(A block of data)
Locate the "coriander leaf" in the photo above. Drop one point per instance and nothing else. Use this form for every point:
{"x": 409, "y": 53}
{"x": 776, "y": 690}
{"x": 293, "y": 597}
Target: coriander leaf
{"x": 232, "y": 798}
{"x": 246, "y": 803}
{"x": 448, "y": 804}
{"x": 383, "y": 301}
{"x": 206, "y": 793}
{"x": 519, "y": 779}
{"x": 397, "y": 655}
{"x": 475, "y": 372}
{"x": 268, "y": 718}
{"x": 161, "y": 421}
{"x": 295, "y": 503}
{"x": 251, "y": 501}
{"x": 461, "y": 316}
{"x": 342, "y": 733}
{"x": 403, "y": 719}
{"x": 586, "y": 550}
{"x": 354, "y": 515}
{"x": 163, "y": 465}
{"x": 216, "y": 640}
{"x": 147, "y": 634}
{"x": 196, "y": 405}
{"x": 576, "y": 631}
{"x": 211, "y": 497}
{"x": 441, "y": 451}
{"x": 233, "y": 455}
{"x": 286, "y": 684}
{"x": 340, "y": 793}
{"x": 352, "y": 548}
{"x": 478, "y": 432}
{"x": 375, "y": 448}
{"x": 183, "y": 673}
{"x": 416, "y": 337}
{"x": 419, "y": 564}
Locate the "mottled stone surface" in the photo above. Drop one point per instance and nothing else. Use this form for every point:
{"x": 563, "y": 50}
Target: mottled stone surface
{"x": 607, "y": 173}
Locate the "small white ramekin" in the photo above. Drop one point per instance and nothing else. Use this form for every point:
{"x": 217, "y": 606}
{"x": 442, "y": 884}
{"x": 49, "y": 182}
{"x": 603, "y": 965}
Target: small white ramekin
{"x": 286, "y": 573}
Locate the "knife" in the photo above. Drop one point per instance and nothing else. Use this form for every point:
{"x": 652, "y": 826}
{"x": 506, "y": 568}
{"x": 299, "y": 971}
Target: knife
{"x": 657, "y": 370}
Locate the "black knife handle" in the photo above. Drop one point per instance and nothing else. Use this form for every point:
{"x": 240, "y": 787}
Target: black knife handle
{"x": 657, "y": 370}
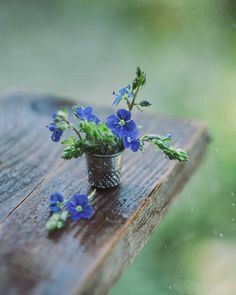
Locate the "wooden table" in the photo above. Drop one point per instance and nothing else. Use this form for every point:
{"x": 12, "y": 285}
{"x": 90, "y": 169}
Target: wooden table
{"x": 88, "y": 257}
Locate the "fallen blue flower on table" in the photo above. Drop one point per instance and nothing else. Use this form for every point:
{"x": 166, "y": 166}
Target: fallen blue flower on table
{"x": 86, "y": 114}
{"x": 121, "y": 125}
{"x": 56, "y": 201}
{"x": 79, "y": 207}
{"x": 56, "y": 132}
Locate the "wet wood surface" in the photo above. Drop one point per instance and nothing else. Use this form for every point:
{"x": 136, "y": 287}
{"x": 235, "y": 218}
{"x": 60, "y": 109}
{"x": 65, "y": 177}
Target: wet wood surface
{"x": 89, "y": 256}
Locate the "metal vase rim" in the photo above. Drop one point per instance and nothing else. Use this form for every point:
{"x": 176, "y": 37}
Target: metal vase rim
{"x": 104, "y": 171}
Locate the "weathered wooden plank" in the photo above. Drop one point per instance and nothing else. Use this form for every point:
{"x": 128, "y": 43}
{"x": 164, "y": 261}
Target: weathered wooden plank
{"x": 87, "y": 257}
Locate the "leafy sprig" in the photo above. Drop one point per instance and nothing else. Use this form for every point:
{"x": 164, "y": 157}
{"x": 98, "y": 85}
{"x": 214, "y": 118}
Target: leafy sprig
{"x": 119, "y": 132}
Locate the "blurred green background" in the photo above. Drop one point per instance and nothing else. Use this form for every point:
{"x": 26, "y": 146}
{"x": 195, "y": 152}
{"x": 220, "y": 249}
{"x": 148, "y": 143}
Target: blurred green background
{"x": 87, "y": 49}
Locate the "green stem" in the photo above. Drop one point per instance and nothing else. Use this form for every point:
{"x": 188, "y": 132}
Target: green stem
{"x": 133, "y": 100}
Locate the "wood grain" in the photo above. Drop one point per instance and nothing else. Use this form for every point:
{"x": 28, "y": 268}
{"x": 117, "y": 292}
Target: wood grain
{"x": 84, "y": 258}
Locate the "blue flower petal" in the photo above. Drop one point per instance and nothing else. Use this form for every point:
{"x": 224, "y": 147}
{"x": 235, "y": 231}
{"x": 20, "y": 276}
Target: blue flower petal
{"x": 53, "y": 199}
{"x": 52, "y": 127}
{"x": 80, "y": 200}
{"x": 123, "y": 114}
{"x": 88, "y": 111}
{"x": 87, "y": 212}
{"x": 80, "y": 112}
{"x": 71, "y": 207}
{"x": 129, "y": 127}
{"x": 126, "y": 142}
{"x": 75, "y": 216}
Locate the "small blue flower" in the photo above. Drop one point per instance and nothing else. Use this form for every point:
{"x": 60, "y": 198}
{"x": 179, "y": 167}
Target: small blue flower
{"x": 79, "y": 207}
{"x": 56, "y": 200}
{"x": 86, "y": 114}
{"x": 126, "y": 91}
{"x": 56, "y": 133}
{"x": 132, "y": 141}
{"x": 121, "y": 125}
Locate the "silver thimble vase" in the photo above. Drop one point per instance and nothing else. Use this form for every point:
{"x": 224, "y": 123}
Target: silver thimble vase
{"x": 104, "y": 171}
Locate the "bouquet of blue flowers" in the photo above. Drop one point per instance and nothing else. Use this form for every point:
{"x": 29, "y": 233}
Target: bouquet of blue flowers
{"x": 119, "y": 132}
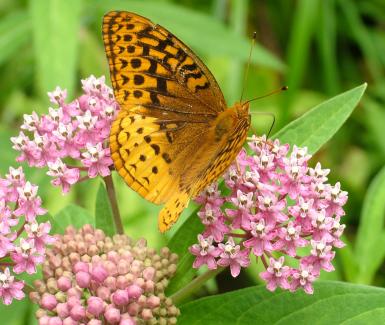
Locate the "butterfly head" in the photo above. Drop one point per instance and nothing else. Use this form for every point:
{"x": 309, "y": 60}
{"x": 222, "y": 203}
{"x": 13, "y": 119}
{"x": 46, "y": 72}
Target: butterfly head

Given exercise =>
Reproduce every record above exactly, omitting the pictures.

Worked answer =>
Locate the "coriander leaf" in the photo above. Drop one point per instance and nothing else. Use this form for every point:
{"x": 409, "y": 53}
{"x": 776, "y": 690}
{"x": 293, "y": 597}
Target: coriander leaf
{"x": 232, "y": 798}
{"x": 246, "y": 803}
{"x": 448, "y": 804}
{"x": 383, "y": 301}
{"x": 206, "y": 793}
{"x": 519, "y": 779}
{"x": 397, "y": 655}
{"x": 475, "y": 372}
{"x": 268, "y": 718}
{"x": 161, "y": 421}
{"x": 295, "y": 503}
{"x": 251, "y": 501}
{"x": 461, "y": 316}
{"x": 342, "y": 733}
{"x": 403, "y": 719}
{"x": 586, "y": 550}
{"x": 354, "y": 515}
{"x": 163, "y": 465}
{"x": 216, "y": 640}
{"x": 147, "y": 634}
{"x": 196, "y": 405}
{"x": 576, "y": 631}
{"x": 211, "y": 497}
{"x": 441, "y": 451}
{"x": 233, "y": 455}
{"x": 286, "y": 684}
{"x": 340, "y": 793}
{"x": 352, "y": 548}
{"x": 478, "y": 432}
{"x": 375, "y": 448}
{"x": 183, "y": 673}
{"x": 416, "y": 337}
{"x": 419, "y": 564}
Locate the "mottled stone surface" in the photo above. Drop one point per instance and nothing else. Use this form for every point:
{"x": 563, "y": 50}
Target: mottled stone surface
{"x": 607, "y": 173}
Locate the "small white ramekin" in the photo above. Drop one point per instance and nothing else. Use this form for every point:
{"x": 217, "y": 606}
{"x": 442, "y": 884}
{"x": 49, "y": 182}
{"x": 603, "y": 965}
Target: small white ramekin
{"x": 286, "y": 573}
Locate the "knife" in the photo above. Drop one point per instance and nothing else. Use this form for every point:
{"x": 652, "y": 826}
{"x": 506, "y": 568}
{"x": 299, "y": 971}
Target: knife
{"x": 657, "y": 370}
Locate the "black knife handle" in the photo above. Drop one point per instance and nothing else. Use this form for every point:
{"x": 240, "y": 787}
Target: black knife handle
{"x": 657, "y": 370}
Locate the "wooden table" in the photo above. Drop one point per instance and nothing else. Use this form for every point:
{"x": 12, "y": 285}
{"x": 90, "y": 169}
Target: wooden table
{"x": 88, "y": 257}
Locate the "fallen blue flower on table" in the photo above. Drop one point per instance and nothing else. Use this form for every point:
{"x": 166, "y": 166}
Target: fallen blue flower on table
{"x": 86, "y": 114}
{"x": 121, "y": 125}
{"x": 56, "y": 201}
{"x": 79, "y": 207}
{"x": 56, "y": 132}
Locate the "wet wood surface" in the photo above. Drop one point per instance and nothing else. Use this form for every point:
{"x": 136, "y": 287}
{"x": 235, "y": 218}
{"x": 60, "y": 109}
{"x": 65, "y": 177}
Target: wet wood surface
{"x": 89, "y": 256}
Locate the "metal vase rim" in the photo above. Drop one point per instance and nothing else. Use this form for every point:
{"x": 176, "y": 37}
Target: metal vase rim
{"x": 104, "y": 171}
Locate the "weathered wooden plank" in the photo above. Drop one point per instance and nothing else. Use this form for every point:
{"x": 128, "y": 43}
{"x": 164, "y": 261}
Target: weathered wooden plank
{"x": 87, "y": 257}
Locate the "leafy sprig" in the photo above. Drop one point per instance and nothing else. Use this form for every point:
{"x": 164, "y": 157}
{"x": 98, "y": 85}
{"x": 214, "y": 118}
Target: leafy sprig
{"x": 119, "y": 132}
Locate the "blurred green background" in the photo above. Drop one point per instance and nothing else. Use this form for every point:
{"x": 26, "y": 146}
{"x": 195, "y": 152}
{"x": 220, "y": 249}
{"x": 148, "y": 143}
Target: blurred green background
{"x": 87, "y": 49}
Locate the "green stem" in the photo above. Drop one point per instance and nothing else. Use this form for every point:
{"x": 188, "y": 132}
Target: green stem
{"x": 133, "y": 100}
Locate the "wood grain" in the photo above. Drop one point per instance and nothing else. Use this form for every point:
{"x": 28, "y": 268}
{"x": 117, "y": 292}
Target: wood grain
{"x": 84, "y": 258}
Locate the "blue flower petal" in the photo above. Drop one point per instance and nothing else. Use this form for every point:
{"x": 224, "y": 147}
{"x": 235, "y": 231}
{"x": 20, "y": 276}
Target: blue flower petal
{"x": 53, "y": 199}
{"x": 52, "y": 127}
{"x": 80, "y": 200}
{"x": 123, "y": 114}
{"x": 88, "y": 111}
{"x": 87, "y": 212}
{"x": 80, "y": 112}
{"x": 71, "y": 207}
{"x": 129, "y": 127}
{"x": 126, "y": 142}
{"x": 75, "y": 216}
Locate the "small blue flower" in the photo above. Drop one point per instance and nothing else. Use this form for every point:
{"x": 60, "y": 198}
{"x": 179, "y": 167}
Target: small blue flower
{"x": 79, "y": 207}
{"x": 56, "y": 200}
{"x": 86, "y": 114}
{"x": 126, "y": 91}
{"x": 56, "y": 133}
{"x": 132, "y": 141}
{"x": 121, "y": 125}
Locate the "silver thimble vase" in the photo above. Drop one point per instance and nothing else. Use this form for every point:
{"x": 224, "y": 123}
Target: silver thimble vase
{"x": 104, "y": 171}
Locate the "bouquet of blue flowers" in the photo above. Drop one point per instance and nothing else. Use this form for every point:
{"x": 29, "y": 233}
Target: bouquet of blue flowers
{"x": 119, "y": 132}
Locate the "butterfly head" in the photo above. Drop one point per instance and nothing else. Use this form for every point:
{"x": 309, "y": 60}
{"x": 222, "y": 203}
{"x": 13, "y": 119}
{"x": 46, "y": 72}
Target: butterfly head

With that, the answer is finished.